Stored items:
--

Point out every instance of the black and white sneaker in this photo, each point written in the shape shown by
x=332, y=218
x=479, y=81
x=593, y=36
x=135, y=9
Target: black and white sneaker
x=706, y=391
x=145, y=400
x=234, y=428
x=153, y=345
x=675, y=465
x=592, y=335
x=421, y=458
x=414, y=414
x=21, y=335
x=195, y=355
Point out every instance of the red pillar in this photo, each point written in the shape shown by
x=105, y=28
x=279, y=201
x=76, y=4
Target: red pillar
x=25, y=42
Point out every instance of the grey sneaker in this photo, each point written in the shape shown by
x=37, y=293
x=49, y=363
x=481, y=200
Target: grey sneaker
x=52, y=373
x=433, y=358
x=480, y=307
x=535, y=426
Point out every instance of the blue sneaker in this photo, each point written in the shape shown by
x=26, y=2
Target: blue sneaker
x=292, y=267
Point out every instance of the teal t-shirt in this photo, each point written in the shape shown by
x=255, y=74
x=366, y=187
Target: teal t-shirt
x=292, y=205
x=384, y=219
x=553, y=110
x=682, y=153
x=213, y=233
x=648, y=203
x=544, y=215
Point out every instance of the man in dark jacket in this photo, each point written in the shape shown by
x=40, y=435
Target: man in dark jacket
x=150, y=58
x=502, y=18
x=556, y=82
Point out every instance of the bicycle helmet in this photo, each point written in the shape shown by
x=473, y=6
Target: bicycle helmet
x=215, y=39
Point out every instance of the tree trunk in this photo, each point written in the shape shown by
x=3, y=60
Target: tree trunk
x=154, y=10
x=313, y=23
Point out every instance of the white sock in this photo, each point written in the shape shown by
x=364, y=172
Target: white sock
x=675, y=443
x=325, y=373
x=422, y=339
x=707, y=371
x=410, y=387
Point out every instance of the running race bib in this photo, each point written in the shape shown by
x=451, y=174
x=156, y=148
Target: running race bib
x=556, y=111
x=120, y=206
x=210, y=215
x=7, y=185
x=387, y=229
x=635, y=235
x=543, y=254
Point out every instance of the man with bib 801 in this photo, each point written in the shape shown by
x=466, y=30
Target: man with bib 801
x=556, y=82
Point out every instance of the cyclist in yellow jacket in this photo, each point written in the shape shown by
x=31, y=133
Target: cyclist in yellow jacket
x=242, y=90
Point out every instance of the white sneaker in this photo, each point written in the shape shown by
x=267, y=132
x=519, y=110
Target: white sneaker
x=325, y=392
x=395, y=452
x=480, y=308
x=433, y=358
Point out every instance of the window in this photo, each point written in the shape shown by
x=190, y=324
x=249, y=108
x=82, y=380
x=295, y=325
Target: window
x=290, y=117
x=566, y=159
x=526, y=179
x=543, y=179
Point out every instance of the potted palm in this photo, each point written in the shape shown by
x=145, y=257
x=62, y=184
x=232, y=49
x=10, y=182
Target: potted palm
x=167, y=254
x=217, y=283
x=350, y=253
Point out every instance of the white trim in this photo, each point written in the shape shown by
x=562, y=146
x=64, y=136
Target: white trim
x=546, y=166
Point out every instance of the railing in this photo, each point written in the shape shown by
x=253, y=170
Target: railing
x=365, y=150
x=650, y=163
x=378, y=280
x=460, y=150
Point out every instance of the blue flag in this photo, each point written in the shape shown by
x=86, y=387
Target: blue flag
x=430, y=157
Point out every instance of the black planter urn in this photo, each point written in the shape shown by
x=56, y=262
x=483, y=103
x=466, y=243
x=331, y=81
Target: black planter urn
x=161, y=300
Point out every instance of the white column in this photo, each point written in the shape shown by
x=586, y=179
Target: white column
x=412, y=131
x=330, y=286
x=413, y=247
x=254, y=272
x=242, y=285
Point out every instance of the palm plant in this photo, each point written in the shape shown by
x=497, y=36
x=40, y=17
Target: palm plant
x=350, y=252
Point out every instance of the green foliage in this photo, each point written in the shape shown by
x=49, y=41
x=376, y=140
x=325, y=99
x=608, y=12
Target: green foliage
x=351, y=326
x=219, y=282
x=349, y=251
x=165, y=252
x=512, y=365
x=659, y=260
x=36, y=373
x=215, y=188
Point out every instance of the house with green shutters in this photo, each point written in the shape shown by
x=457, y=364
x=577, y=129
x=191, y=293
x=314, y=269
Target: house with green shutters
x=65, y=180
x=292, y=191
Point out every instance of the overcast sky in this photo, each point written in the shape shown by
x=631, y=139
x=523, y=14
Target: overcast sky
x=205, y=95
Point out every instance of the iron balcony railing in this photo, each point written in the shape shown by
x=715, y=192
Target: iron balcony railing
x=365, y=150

--

Output everything from the start of the data down to the line containing "x=195, y=355" as a Markdown table with the columns Row and Line. Leave out any blank lines.

● **Answer below**
| Row | Line |
|---|---|
| 1 | Point out every instance of the black and white sneaker in this photo, each point written in the shape shown by |
| 2 | x=332, y=218 |
| 3 | x=479, y=81 |
| 4 | x=593, y=36 |
| 5 | x=135, y=9 |
| 6 | Target: black and white sneaker |
| 7 | x=706, y=391 |
| 8 | x=145, y=400 |
| 9 | x=234, y=428 |
| 10 | x=153, y=345 |
| 11 | x=675, y=465 |
| 12 | x=592, y=335 |
| 13 | x=421, y=458 |
| 14 | x=414, y=414 |
| 15 | x=21, y=335 |
| 16 | x=195, y=355 |